PROBLEM SET:
(A) List every season of the year named in the retail passage.
(B) Recast the paragraph of the retail passage that begins "Government support measures" as a short bulleted list that keeps its main facts.
(C) Extend the retail passage with a few more sentences that pick up after its final one.

SUPPLIED PASSAGE:

>>>

The first wave of distress in the retail sector is likely to emerge in the coming weeks, according to Stevenson. At this point in the year, many nonfood retailers will find themselves in a position where much, if not all, of their stock bought for spring and summer remains unsold, while stock for autumn and winter must be purchased, he said.
"The squeeze on working capital between August and the end of September is going to be huge," Stevenson added. "That is our primary concern. If retailers are going to fall over, it is now that is going to be that pinch point."
The risk of default among listed European retailers has fallen since the early months of the pandemic, but remains higher than before the crisis, according to S&P Global Market Intelligence's Market Signal probability of default data.
Government support measures, such as business loans and legislation to protect commercial tenants, have partly insulated the European retail sector from the full impact of the pandemic. The U.K. and Germany are among the countries that imposed temporary bans on the eviction of commercial tenants affected by the crisis. Such measures have already been or are likely to be withdrawn in the coming months.
This "cost holiday" for retailers has created a "very artificial world where reality has been suspended," according to Richard Hyman, an independent retail analyst who has advised some of the U.K.'s largest retailers and retail landlords. "From a banking perspective, you could say that the real pressure, the real implications of their exposure have yet to be seen and, therefore, understood and appreciated."

<<<

DATA EXCERPTS:

>>>

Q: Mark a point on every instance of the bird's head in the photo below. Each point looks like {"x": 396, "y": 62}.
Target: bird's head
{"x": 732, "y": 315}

<<<
>>>

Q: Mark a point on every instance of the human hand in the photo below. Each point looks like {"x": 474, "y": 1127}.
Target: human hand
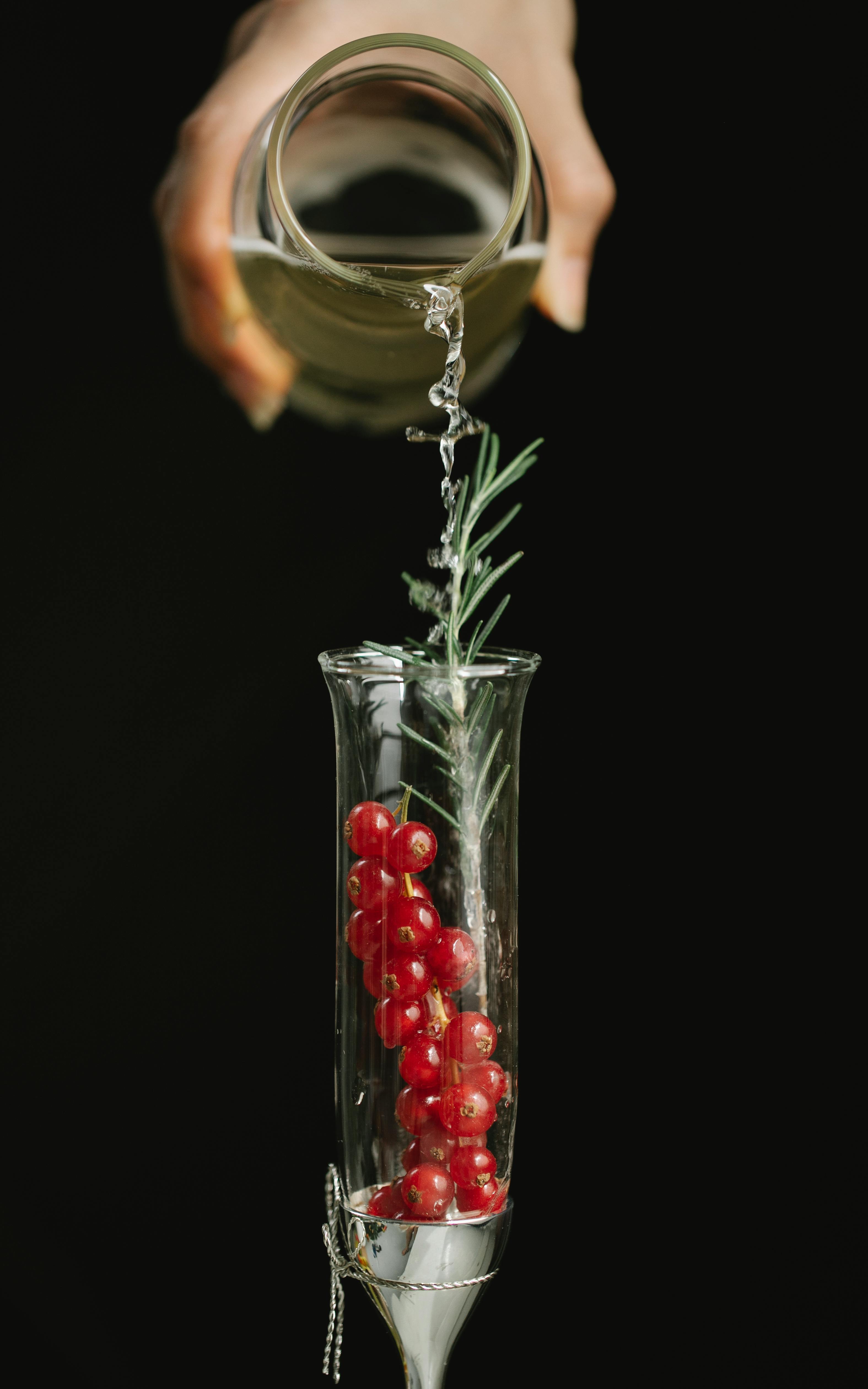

<<<
>>>

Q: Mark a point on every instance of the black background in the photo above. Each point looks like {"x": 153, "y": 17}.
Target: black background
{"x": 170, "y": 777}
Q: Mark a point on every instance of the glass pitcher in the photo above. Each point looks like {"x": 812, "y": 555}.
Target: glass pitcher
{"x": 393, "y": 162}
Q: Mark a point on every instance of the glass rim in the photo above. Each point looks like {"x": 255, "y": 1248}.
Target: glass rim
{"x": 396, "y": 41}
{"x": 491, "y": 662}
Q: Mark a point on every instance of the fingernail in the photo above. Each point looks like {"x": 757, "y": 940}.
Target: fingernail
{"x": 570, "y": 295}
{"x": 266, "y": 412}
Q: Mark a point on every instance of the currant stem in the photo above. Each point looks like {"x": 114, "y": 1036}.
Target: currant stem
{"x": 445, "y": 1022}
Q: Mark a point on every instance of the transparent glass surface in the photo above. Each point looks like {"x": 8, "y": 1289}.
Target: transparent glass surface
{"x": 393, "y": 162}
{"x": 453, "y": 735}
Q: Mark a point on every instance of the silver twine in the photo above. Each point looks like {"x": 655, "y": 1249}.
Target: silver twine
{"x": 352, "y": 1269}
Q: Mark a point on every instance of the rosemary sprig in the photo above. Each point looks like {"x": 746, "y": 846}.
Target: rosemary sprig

<<<

ANSWERS FOR THIS EXERCISE:
(A) spring, summer, autumn, winter

(B)
- Government support, such as business loans and laws protecting commercial tenants, has partly shielded European retailers from the pandemic's full impact.
- The U.K. and Germany are among the countries that put temporary bans on evicting commercial tenants hit by the crisis.
- These measures have already ended or will likely end in the coming months.

(C)
Government support in the form of guaranteed loans provided through banks has also complicated the picture of lenders' true exposure to the sector, Greenwood said. "Under normal circumstances, you'd have expected banks to really tighten the amount of credit that they're issuing in a downturn this severe," he said. "But, obviously, the government support distorts that somewhat."
For those retailers who have been laboring under significant debt burdens in recent years, the withdrawal of support and harsh reality of the economic climate ahead may be too much, said Stevenson. "If you are indebted, it does becomes a death spiral quite quickly," he said.
Before anyone had heard of COVID-19, European retail was already in turmoil. The rapid growth of e-commerce has transformed the sector, killing off businesses that failed to adapt quickly enough.
The U.K. has led the continent in e-commerce adoption, with penetration approaching 20% of total retail sales even before the pandemic hit, according to online data portal Statista. The country's enthusiasm for online shopping has contributed to a surge in insolvencies among traditional brick-and-mortar retailers in recent years, leading to thousands of store closures and plummeting retail rents and property values.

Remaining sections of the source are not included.